The PAP doesn't seem to like him. This is very important. The Elected President, after all, is supposed to act as a check on Parliament and to ensure that our national reserves are not squandered or abused. Therefore it would be a good thing if the Elected President and the ruling party do not get on well. If instead the Elected President and the PAP government were the best of friends, smiling and agreeing on everything, then one wonders whether the Elected President can really function as an effective check on the PAP government.
I do wonder why the PAP doesn't seem to like Andrew Kuan. The man was, after all, the Chief Financial Officer at Jurong Town Corporation. Can the senior people who run our GLCs not be trusted? If they cannot be trusted, then I think Singapore has a very big problem.
In the Straits Times article below, PM Lee (husband of the woman shown above) seems to be hinting that there's something adverse about Andrew Kuan's employment history. It's not like PM Lee to be so twisty-twisty and beatey-around-the-bush. I would have thought that if he had a problem with Andrew, he should come straight out and say it. That would seem more in line with PM Lee's personality. Surely PM Lee should tell the public, if he knew something about Kuan that the public should know. Instead of casting these vague aspersions. If there is something bad about Andrew's employment history, I for one would like to know it. And I would also like to know why the Jurong Town Corporation still chose to hire him and put him in such a senior position.
And what is all this ambiguous nonsense about Andrew Kuan defaming or not defaming someone? I hope that Singaporeans are more educated and perceptive now, after the SPH-NKF saga. All kinds of people get involved in defamation suits, as plaintiffs and as defendants - from the likes of villains like TT Durai, to leaders like Lee Kuan Yew, to heroes like Singapore Press Holdings. Until we actually know the real background, the fact that Andrew Kuan is said to be involved in a defamation suit means nothing.

> Entries from a pointing dataset
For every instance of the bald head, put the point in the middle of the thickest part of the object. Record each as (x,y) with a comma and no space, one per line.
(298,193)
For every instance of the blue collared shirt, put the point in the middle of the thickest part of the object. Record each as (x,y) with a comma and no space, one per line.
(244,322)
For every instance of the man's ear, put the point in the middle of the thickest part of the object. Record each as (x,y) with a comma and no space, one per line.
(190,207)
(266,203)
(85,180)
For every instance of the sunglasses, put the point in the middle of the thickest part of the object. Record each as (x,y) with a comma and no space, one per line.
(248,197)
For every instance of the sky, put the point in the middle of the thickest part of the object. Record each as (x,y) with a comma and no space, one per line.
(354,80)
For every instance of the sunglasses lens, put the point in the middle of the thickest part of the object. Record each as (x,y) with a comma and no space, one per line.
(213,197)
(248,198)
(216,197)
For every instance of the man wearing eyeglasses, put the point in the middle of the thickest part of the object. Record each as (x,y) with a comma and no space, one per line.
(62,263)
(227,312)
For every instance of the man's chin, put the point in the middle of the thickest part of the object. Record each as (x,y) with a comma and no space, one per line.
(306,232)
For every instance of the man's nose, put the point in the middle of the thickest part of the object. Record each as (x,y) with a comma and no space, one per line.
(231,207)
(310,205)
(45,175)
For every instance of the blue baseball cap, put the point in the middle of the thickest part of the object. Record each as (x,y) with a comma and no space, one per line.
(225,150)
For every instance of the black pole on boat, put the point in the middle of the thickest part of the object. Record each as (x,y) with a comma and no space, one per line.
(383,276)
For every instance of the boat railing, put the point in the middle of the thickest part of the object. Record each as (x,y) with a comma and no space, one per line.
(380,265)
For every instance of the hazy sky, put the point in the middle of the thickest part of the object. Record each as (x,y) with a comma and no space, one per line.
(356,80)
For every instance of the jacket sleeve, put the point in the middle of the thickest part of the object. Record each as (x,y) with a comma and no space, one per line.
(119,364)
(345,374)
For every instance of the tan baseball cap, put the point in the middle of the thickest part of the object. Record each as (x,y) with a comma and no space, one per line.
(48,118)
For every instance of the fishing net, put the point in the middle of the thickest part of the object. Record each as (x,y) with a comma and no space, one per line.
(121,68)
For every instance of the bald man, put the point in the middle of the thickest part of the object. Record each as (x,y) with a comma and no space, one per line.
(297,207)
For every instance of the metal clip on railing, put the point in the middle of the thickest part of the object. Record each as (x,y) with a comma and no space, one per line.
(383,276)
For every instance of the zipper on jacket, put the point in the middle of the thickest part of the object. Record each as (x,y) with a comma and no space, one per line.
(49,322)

> Goal
Translate this sentence from the commentary on Andrew Kuan into Spanish: "The Elected President, after all, is supposed to act as a check on Parliament and to ensure that our national reserves are not squandered or abused."

> Final result
Después de todo, se supone que el Presidente Electo debe actuar como contrapeso del Parlamento y asegurar que nuestras reservas nacionales no sean despilfarradas ni malversadas.